§ Aim:
Transfer the material from its first line through the line containing "x=466, y=117", requests included, adding 55 to every coordinate in the answers and leaving the coordinates in the requests and their sample points unchanged. Leave the pictures out.

——

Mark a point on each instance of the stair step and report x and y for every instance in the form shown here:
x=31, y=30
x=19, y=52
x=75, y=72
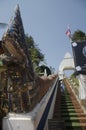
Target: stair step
x=56, y=125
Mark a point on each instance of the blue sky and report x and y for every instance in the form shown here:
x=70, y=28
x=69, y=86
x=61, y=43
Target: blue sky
x=46, y=21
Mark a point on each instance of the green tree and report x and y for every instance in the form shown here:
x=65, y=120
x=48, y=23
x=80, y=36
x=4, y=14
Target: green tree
x=79, y=36
x=35, y=52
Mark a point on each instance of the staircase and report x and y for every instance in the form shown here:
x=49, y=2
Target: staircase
x=68, y=114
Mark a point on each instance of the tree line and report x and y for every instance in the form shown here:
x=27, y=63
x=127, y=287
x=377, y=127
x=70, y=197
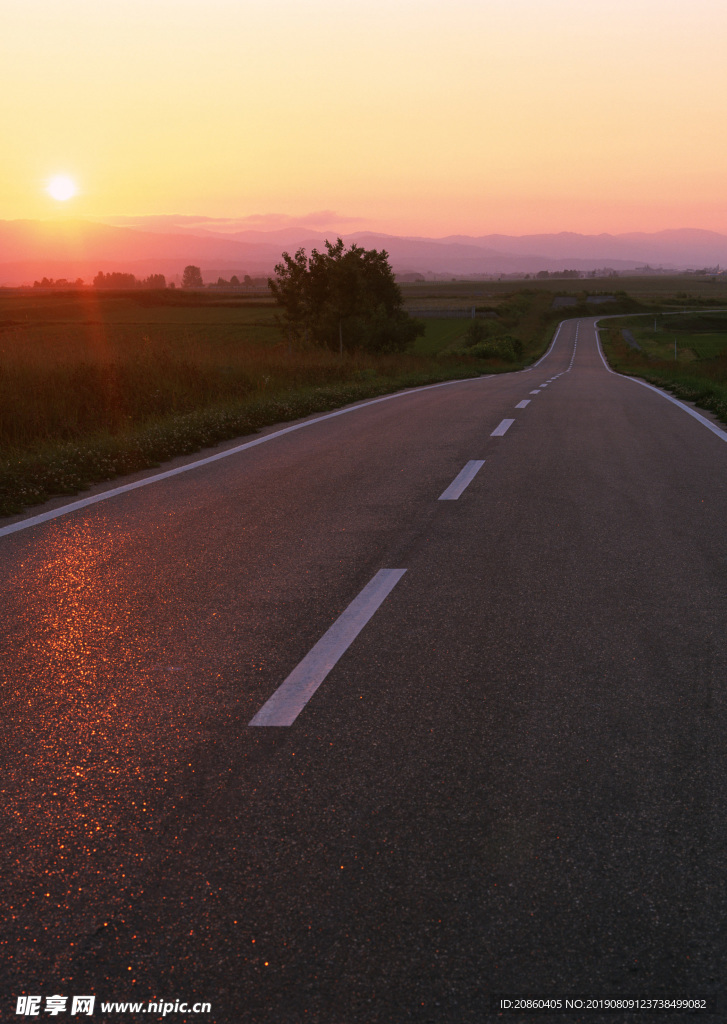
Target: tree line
x=343, y=299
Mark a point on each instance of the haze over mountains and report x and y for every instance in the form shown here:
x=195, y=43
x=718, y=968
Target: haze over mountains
x=33, y=249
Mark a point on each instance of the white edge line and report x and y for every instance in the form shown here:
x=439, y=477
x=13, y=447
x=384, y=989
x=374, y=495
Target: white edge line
x=722, y=434
x=555, y=338
x=462, y=479
x=83, y=503
x=293, y=694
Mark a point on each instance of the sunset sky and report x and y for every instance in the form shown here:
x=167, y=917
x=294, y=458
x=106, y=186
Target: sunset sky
x=466, y=117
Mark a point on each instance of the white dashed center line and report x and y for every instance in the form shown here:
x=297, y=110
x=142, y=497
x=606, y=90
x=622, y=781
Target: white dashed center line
x=461, y=481
x=293, y=694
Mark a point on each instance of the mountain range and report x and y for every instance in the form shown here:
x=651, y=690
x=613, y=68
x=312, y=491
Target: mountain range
x=71, y=249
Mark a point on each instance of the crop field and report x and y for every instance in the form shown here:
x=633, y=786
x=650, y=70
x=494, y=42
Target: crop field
x=96, y=385
x=93, y=385
x=697, y=374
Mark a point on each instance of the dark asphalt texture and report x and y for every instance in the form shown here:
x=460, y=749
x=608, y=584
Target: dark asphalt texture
x=513, y=781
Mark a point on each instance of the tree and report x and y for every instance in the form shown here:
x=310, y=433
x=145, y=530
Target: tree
x=193, y=278
x=343, y=298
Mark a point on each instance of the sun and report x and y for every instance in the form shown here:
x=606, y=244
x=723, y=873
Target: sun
x=61, y=187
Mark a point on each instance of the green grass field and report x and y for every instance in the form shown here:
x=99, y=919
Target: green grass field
x=699, y=372
x=93, y=385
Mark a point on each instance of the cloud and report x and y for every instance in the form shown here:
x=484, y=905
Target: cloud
x=317, y=220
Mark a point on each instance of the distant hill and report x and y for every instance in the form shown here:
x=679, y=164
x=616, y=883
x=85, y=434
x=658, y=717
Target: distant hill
x=32, y=249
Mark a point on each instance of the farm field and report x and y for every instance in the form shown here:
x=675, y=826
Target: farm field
x=93, y=385
x=697, y=374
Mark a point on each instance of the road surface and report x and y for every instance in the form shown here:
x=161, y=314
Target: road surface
x=505, y=768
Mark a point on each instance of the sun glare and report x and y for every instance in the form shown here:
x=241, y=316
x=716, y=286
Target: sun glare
x=61, y=187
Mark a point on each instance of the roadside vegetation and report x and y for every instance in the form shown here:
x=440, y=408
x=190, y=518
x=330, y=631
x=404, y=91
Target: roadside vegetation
x=685, y=353
x=98, y=383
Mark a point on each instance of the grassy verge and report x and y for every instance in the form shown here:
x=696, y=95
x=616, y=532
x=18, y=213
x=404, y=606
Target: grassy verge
x=52, y=467
x=84, y=400
x=699, y=372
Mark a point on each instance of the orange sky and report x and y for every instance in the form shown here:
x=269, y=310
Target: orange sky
x=470, y=117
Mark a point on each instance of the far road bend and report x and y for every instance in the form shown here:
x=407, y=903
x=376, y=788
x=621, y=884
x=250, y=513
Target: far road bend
x=511, y=778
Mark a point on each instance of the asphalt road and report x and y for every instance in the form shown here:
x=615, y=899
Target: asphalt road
x=512, y=780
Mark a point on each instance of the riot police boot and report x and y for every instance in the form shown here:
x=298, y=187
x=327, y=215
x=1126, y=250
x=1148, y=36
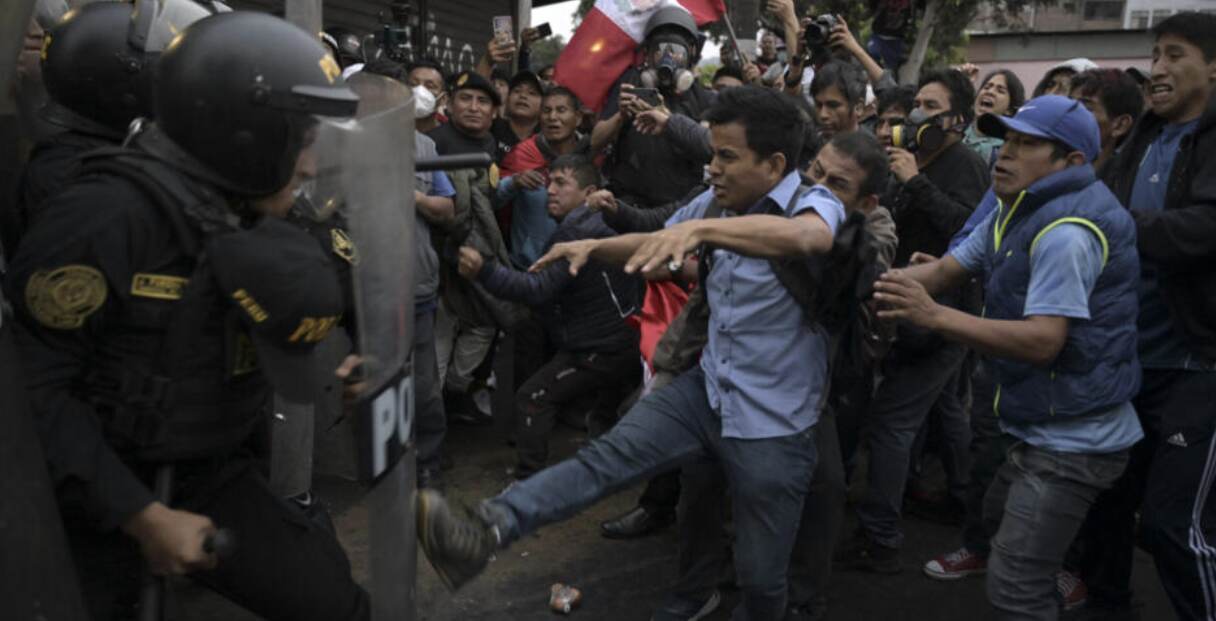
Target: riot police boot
x=459, y=547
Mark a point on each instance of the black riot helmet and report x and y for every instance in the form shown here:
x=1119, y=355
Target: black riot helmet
x=90, y=72
x=241, y=91
x=96, y=61
x=674, y=20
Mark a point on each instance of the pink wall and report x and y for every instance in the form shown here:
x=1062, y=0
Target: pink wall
x=1030, y=72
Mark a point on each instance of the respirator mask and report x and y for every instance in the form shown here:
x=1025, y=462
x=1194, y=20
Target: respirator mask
x=919, y=131
x=423, y=102
x=668, y=68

——

§ Exercise answer:
Mark a point on each instance of the stair step and report x and y for every instance in the form shown here:
x=31, y=30
x=19, y=52
x=75, y=72
Target: stair step
x=111, y=180
Mark a point on each instance of the blue sky and report x and y for every instance in the form shown here:
x=70, y=28
x=69, y=86
x=61, y=43
Target: blue sky
x=101, y=76
Mark a point on each instance of the green tree and report x and y for every instance in the form shown here:
x=65, y=120
x=48, y=23
x=80, y=36
x=4, y=14
Target: green tree
x=134, y=91
x=90, y=107
Mark a point on each instance of the staircase and report x and y for every instance in the form shown here:
x=49, y=2
Target: staircase
x=123, y=169
Mark a point on each instance of the tree line and report x and y for every instance in the form shown here:
x=27, y=63
x=127, y=287
x=377, y=127
x=70, y=197
Target: tree line
x=398, y=354
Mark a point on each instance of the haze over mountains and report x and y for every instance in the form shown here:
x=195, y=43
x=718, y=968
Target: haze over mountains
x=88, y=304
Mark a point on each instance of the white edge line and report x and y for every instance in the form shown here:
x=439, y=477
x=13, y=447
x=384, y=989
x=374, y=495
Target: white edge line
x=777, y=489
x=610, y=393
x=517, y=534
x=138, y=558
x=348, y=749
Mark a point on each instance of the sunset sky and report x and y for every instance in the form shown here:
x=167, y=917
x=294, y=458
x=106, y=186
Target: sunset sky
x=521, y=172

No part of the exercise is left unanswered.